◆ Tarefas escritas:
a) No texto sobre a escola, reescreva o trecho que vai de "A escola se" até "presta seus serviços.", substituindo "escola" por "instituição de ensino".
b) Resuma em duas frases o texto sobre a escola.

◆ Texto extraído:
━━━━━━━━━━━━━━━━━━━━
A escola se coloca, portanto, como uma instituição hierarquizada que visa estender sua institucionalização à infância e à adolescência. A definição de tais fatores reside na observação simples da realidade cotidiana das salas de aula: estratificação em níveis, classes, todos baseados na divisão etária, desconsiderando totalmente o processo cognitivo. Procedendo assim, a escola universaliza toda uma etapa da vida do homem. Definitivamente, a escola não é um espaço de igualdade, antes, reproduz a latente divisão existente na sociedade, a qual presta seus serviços.
━━━━━━━━━━━━━━━━━━━━
◆ Dados brutos:
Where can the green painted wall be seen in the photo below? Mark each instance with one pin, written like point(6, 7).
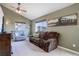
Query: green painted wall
point(69, 35)
point(13, 17)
━━━━━━━━━━━━━━━━━━━━
◆ As respostas:
a)
A instituição de ensino se coloca, portanto, como uma instituição hierarquizada que visa estender sua institucionalização à infância e à adolescência. A definição de tais fatores reside na observação simples da realidade cotidiana das salas de aula: estratificação em níveis, classes, todos baseados na divisão etária, desconsiderando totalmente o processo cognitivo. Procedendo assim, a instituição de ensino universaliza toda uma etapa da vida do homem. Definitivamente, a instituição de ensino não é um espaço de igualdade, antes, reproduz a latente divisão existente na sociedade, a qual presta seus serviços.

b) A escola é apresentada como uma instituição hierarquizada que estende sua institucionalização à infância e à adolescência. Ela organiza as salas de aula em níveis e classes baseados na idade, sem considerar o processo cognitivo, e não é um espaço de igualdade, pois reproduz a divisão latente da sociedade à qual presta seus serviços.